DIRECTIVE >> Locate all lines in the listing below that contain the word "each", and copy them out. Uppercase and lowercase letters count as different.

========================================================================

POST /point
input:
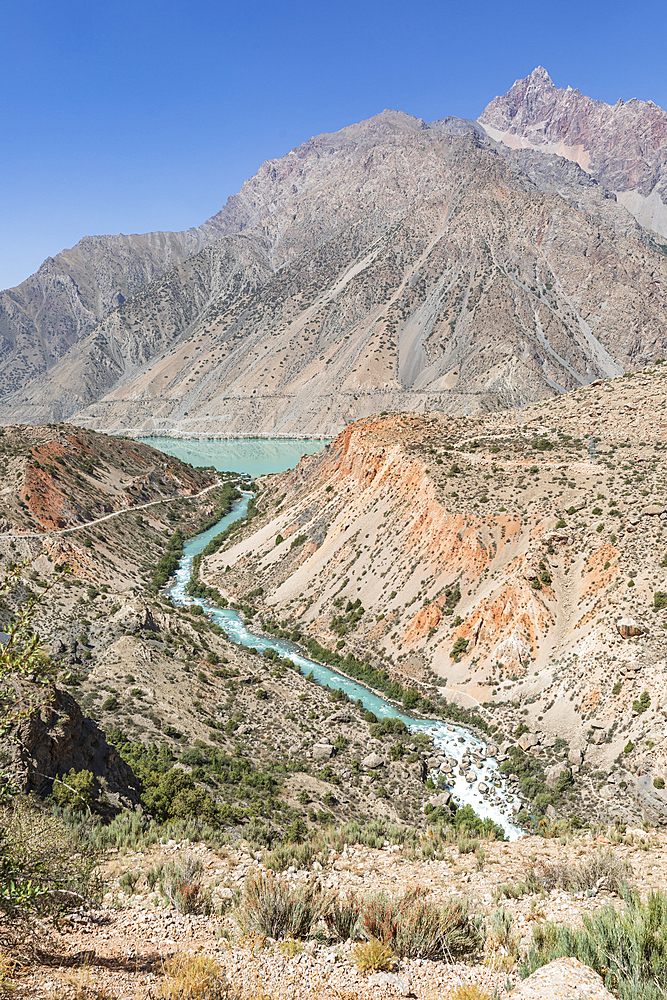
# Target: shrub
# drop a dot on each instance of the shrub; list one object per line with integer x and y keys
{"x": 342, "y": 917}
{"x": 415, "y": 928}
{"x": 373, "y": 956}
{"x": 74, "y": 790}
{"x": 272, "y": 907}
{"x": 43, "y": 865}
{"x": 460, "y": 646}
{"x": 600, "y": 870}
{"x": 128, "y": 882}
{"x": 181, "y": 885}
{"x": 193, "y": 977}
{"x": 627, "y": 948}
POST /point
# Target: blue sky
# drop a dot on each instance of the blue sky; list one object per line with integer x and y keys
{"x": 133, "y": 116}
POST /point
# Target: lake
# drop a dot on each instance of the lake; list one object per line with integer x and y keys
{"x": 256, "y": 457}
{"x": 251, "y": 456}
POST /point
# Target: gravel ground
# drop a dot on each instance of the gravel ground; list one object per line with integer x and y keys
{"x": 118, "y": 950}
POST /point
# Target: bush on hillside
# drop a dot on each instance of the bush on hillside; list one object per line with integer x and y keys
{"x": 628, "y": 948}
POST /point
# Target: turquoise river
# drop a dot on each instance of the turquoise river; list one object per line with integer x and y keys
{"x": 257, "y": 457}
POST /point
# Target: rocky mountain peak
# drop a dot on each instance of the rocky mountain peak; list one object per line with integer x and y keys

========================================================================

TASK OUTPUT >>
# drop a dot on each instance of the shrub; list one object per line with integer x and y keys
# drop a dot on each instance of the blue sky; list one object per line with integer x and y keys
# drop a dot on each instance of the lake; list one object per line with integer x and y keys
# drop a dot on each instance of the gravel ground; list one object per line with integer x and y keys
# drop a dot on each instance of the bush on hillside; list one object per line with integer x and y keys
# drop a dot on each instance of the turquoise river; list one object per line with integer x and y keys
# drop a dot on each instance of the rocky mountain peak; list one object per line with integer x and y keys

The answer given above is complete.